* **Required work**:
1. From the DistEvo text below, list every setting that the text says the user can set during the optimization setup.
2. Answer these questions using the DistEvo text below:
(a) How does the driver create the first population?
(b) What kind of result does the dispatcher write back?
(c) Which infrastructure does the current version of DistEvo support?
3. In the DistEvo text below, rewrite the paragraph beginning "The dispatcher script is the most simple part" as a short bulleted list that keeps its main facts.

* **Source extract**:
There are many variants for this simple algorithm specially on how the new populations are generated. Many different strategies can be used in this step to avoid local minima and accelerate the convergence. The current implementation uses the known and popular Differential evolution, which offer various strategy variants. Please find more about it and how to set its parameters on the following sections.

Components

The implementation in this library divides the evolutionary optimization in three distinct components: A driver, which controls the sampling population and its evolution according to a given strategy; A dispatcher, that executes the jobs created by the driver evaluating each individual of the population; And a central server, which will keep the current jobs to be distributed between the different dispatchers.

The central server also has an additional function of archiving every iteration and can be used to generate a statistical analysis of the run.

Driver

The driver is responsible for the sample population used in the optimization. It will create the first population randomly within defined bounds and submit this population to the server to be evaluated. The script has to constantly poll the server to check for the conclusion of the evaluation and then run the evolution strategy in order to create a new candidate population. Then each individual is compared to its parent and the best will remain in the next round. Repeatedly, a new candidate population is created and evaluated until convergence. Population size, parameters bounds, evolution and convergence strategies can be set by the user during the optimization setup. These parameters strongly depend on the proposed task and can drastically influence the results. Most of them should be quite straightforward to set but some will require some testing. As mentioned above, in this library we use an implementation of the differential evolution strategy, which offers its own set of parameters. Some information related to Differential Evolution can be found in the following papers: Tvrdik 2008: http://www.proceedings2008.imcsit.org/pliks/95.pdf Fleetwood: http://www.maths.uq.edu.au/MASCOS/Multi-Agent04/Fleetwood.pdf Piyasatian: http://www-personal.une.edu.au/~jvanderw/DE_1.pdf evolve_fn() is an adaptation of the following MATLAB code: http://www.icsi.berkeley.edu/~storn/DeMat.zip hosted on http://www.icsi.berkeley.edu/~storn/code.html#deb1.

Dispatcher

The dispatcher script is the most simple part of the implementation but is still probably one of the most important. Here is where the work gets done. The daemon-like endless loop polls the server for new jobs and evaluate the population individuals created by the driver. A job normally constitutes of a simple set of parameters to be evaluated and some control and synchronization data. As in other optimization toolboxes, the result written back by the dispatcher is a single dimensional cost, which can be easily compared and ranked.

Central server

The distributed environment still needs a central place to exchange data and synchronize the optimization progress. In our implementation this central point is a very simple database with a REST-like interface [Fielding et al. 2002]. The current version of DistEvo only supports the Google App Engine infrastructure, as we will see in the following sections, but its simplicity allows further extension and deployment in virtually any kind of web server. There is no assumptions of 100% server uptime, as the slave-processes will simply wait, but data loss should be avoided.

* **Entries shown**:
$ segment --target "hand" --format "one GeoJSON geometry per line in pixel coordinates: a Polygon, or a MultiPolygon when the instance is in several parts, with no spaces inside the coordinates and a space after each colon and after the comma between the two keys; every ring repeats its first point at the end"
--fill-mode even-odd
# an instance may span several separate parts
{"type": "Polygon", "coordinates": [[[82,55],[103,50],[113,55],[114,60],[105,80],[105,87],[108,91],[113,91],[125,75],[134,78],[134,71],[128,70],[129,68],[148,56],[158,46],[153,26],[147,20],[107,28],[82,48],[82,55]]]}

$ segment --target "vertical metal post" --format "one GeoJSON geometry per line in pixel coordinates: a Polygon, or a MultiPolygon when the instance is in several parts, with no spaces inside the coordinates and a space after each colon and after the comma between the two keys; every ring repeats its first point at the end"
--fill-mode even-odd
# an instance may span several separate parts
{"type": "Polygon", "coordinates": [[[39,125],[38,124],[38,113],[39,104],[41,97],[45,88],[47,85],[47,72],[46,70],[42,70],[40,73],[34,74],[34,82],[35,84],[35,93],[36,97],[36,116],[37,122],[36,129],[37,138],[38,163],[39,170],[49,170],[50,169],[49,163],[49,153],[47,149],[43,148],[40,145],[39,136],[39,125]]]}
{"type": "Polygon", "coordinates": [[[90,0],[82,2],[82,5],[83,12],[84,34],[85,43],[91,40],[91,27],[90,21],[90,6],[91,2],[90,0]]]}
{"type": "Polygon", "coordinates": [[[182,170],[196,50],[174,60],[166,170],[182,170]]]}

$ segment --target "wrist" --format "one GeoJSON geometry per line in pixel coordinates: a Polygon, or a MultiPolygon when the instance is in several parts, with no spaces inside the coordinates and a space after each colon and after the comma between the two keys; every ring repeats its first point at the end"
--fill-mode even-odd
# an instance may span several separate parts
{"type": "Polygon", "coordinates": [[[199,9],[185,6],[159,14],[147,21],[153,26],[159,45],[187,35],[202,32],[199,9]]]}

* **Expected answers**:
1.
- Population size
- Parameter bounds
- Evolution strategy
- Convergence strategy

2.
(a) It creates the first population randomly within defined bounds.
(b) It writes back a single dimensional cost, which can be easily compared and ranked.
(c) It supports only the Google App Engine infrastructure.

3.
- The dispatcher is the simplest part of the implementation but probably one of the most important, because it is where the work gets done.
- It runs a daemon-like endless loop that polls the server for new jobs and evaluates the population individuals created by the driver.
- A job normally consists of a simple set of parameters to be evaluated, plus some control and synchronization data.
- The dispatcher writes back a single dimensional cost, which can be easily compared and ranked.